Lay out the rows below as a numbered list, from the first line up to and including the line with "[54,426,64,437]". Skip blank lines and leave the pictures out.

|---|

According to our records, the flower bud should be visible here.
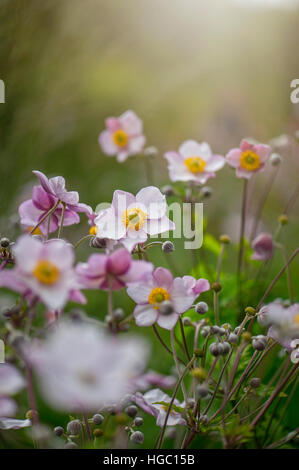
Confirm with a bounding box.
[130,431,144,444]
[89,237,107,250]
[159,300,174,316]
[219,234,230,245]
[186,398,195,409]
[161,185,174,196]
[200,326,211,338]
[0,237,10,248]
[134,416,143,427]
[269,153,282,166]
[162,240,174,253]
[209,343,221,357]
[195,302,209,315]
[66,419,82,436]
[241,331,251,343]
[211,282,222,292]
[143,145,158,157]
[63,442,78,449]
[93,428,104,437]
[228,333,238,344]
[182,317,192,326]
[92,413,104,426]
[125,405,138,418]
[222,341,230,356]
[201,186,213,197]
[278,214,289,225]
[113,307,125,321]
[252,335,267,351]
[249,377,261,388]
[196,384,209,400]
[54,426,64,437]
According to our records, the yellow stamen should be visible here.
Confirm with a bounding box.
[27,226,43,236]
[185,157,206,174]
[33,260,60,285]
[148,287,169,309]
[89,225,98,236]
[112,129,129,147]
[240,150,261,171]
[122,207,147,230]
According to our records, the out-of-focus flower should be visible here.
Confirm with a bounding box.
[0,235,82,310]
[133,388,186,428]
[134,370,177,391]
[165,140,225,184]
[257,300,299,350]
[226,140,271,179]
[95,186,175,251]
[19,186,80,235]
[99,111,145,162]
[0,363,25,418]
[76,248,153,290]
[33,170,92,214]
[127,268,210,330]
[0,418,32,430]
[251,233,274,261]
[27,323,147,411]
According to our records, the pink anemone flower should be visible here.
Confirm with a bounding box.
[0,235,84,310]
[226,140,271,179]
[19,186,84,235]
[165,140,225,184]
[99,111,145,162]
[76,248,153,290]
[95,186,175,251]
[127,268,210,330]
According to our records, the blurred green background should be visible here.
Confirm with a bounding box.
[0,0,299,448]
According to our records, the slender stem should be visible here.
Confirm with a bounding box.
[82,413,92,442]
[157,357,195,449]
[256,248,299,311]
[74,235,94,250]
[153,325,186,365]
[170,328,187,403]
[179,317,191,361]
[57,202,65,238]
[30,199,60,235]
[237,179,248,282]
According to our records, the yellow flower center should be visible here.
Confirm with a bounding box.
[89,225,98,236]
[27,226,43,236]
[112,129,129,147]
[148,287,169,309]
[240,150,261,171]
[33,260,60,285]
[185,157,206,174]
[122,207,147,230]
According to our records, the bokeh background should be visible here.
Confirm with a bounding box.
[0,0,299,448]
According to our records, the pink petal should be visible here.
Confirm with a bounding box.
[136,186,166,219]
[144,215,175,235]
[157,313,179,330]
[205,155,225,172]
[127,281,153,304]
[134,305,158,326]
[153,267,173,290]
[119,110,143,136]
[226,148,242,168]
[99,131,118,156]
[107,248,132,275]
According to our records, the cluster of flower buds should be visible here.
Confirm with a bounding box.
[209,341,231,357]
[252,335,267,351]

|---|

● **Task solution**:
1. According to our records, the flower bud should be visible here.
2. Confirm with a bounding box.
3. [130,431,144,444]
4. [89,237,107,250]
5. [159,300,174,316]
6. [219,234,230,245]
7. [186,398,195,409]
8. [161,185,174,196]
9. [200,326,211,338]
10. [0,237,10,248]
11. [134,416,143,427]
12. [269,153,282,166]
13. [162,240,174,253]
14. [209,343,221,357]
15. [195,302,209,315]
16. [66,419,82,436]
17. [241,331,251,343]
18. [211,282,222,292]
19. [143,145,158,157]
20. [63,442,78,449]
21. [93,428,104,437]
22. [228,333,238,344]
23. [182,317,192,326]
24. [92,413,104,426]
25. [125,405,138,418]
26. [222,341,230,356]
27. [201,186,213,197]
28. [278,214,289,225]
29. [113,307,125,321]
30. [252,335,267,351]
31. [249,377,261,388]
32. [196,384,209,400]
33. [54,426,64,437]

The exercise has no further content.